| What you have to do |
Write out the listing below as a JSON list of strings with one string per line, leaving out blank lines. Omit the pictures from the answer.

□ □ □ □ □

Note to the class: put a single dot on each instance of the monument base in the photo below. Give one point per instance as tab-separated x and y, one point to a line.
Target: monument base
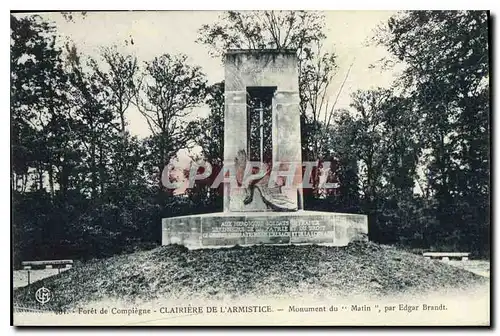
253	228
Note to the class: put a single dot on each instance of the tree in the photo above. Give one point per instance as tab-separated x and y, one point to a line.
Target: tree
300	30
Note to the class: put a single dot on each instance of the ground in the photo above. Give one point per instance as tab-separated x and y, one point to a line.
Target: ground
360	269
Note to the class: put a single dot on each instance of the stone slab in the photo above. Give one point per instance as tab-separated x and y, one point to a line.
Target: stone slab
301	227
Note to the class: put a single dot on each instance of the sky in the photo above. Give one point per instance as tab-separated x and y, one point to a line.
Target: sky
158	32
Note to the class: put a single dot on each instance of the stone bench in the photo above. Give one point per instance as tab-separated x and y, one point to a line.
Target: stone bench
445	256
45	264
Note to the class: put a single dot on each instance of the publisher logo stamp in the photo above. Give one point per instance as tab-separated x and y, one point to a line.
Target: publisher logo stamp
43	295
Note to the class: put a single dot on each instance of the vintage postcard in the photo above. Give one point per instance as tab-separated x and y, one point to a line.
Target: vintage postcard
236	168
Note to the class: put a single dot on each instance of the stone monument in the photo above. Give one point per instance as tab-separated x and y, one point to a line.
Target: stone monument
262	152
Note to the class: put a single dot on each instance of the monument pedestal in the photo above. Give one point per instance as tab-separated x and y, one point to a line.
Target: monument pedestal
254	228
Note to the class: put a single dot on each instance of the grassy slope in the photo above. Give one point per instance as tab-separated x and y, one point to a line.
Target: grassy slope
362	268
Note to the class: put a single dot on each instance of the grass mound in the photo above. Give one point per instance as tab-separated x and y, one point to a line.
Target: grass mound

□ □ □ □ □

| Answer to the exercise |
[
  "Note to the class: put a single dot on each instance of the monument base in the photo below. Give one point per instance as tab-separated x and y, one point to a line.",
  "Target: monument base",
  "253\t228",
  "Note to the class: put a single dot on each instance of the tree in the photo above. Give one point per instance as tab-separated x and y, one point to a line.",
  "Target: tree",
  "300\t30",
  "Note to the class: put a single dot on each instance of the ground in the photo above. Give one point per instance as tab-separated x and y, one point to a line.",
  "Target: ground",
  "360\t269",
  "Note to the class: put a single dot on each instance of the stone slab in the photo above. Give one point per instance as tab-separated x and y, one point to a line.",
  "Target: stone slab",
  "301\t227",
  "Note to the class: put a single dot on each instance of the sky in the photo above. Give one point per instance as tab-separated x and y, one point to a line.",
  "Target: sky",
  "158\t32",
  "Note to the class: put a single dot on each instance of the stone bench in the photo above. Give one point per instance as tab-separated x and y, one point to a line.",
  "Target: stone bench",
  "445\t256",
  "45\t264",
  "Note to the class: put a single dot on each instance of the publisher logo stamp in the photo above. Give one point per instance as tab-separated x and y, one point to a line.",
  "Target: publisher logo stamp",
  "43\t295",
  "Note to the class: put a single dot on each instance of the vintage postcard in the photo above. Give one point per instance as tab-separated x and y, one point to a line.",
  "Target: vintage postcard",
  "236\t168",
  "Note to the class: put a single dot on each instance of the stone monument in the photo above. Give one point per instance as tab-separated x and y, one point to a line.",
  "Target: stone monument",
  "262\t152",
  "Note to the class: put a single dot on each instance of the monument pedestal in the photo above. Give one point per instance as tab-separated x and y, one point to a line.",
  "Target: monument pedestal",
  "254\t228",
  "Note to the class: put a single dot on each instance of the grassy slope in the photo above. Give one point per instance as tab-separated x and y, one point to a line.",
  "Target: grassy slope",
  "362\t268",
  "Note to the class: put a single dot on each instance of the grass mound in the photo above. Give one point per instance as tab-separated x and y, one point to a line.",
  "Target: grass mound"
]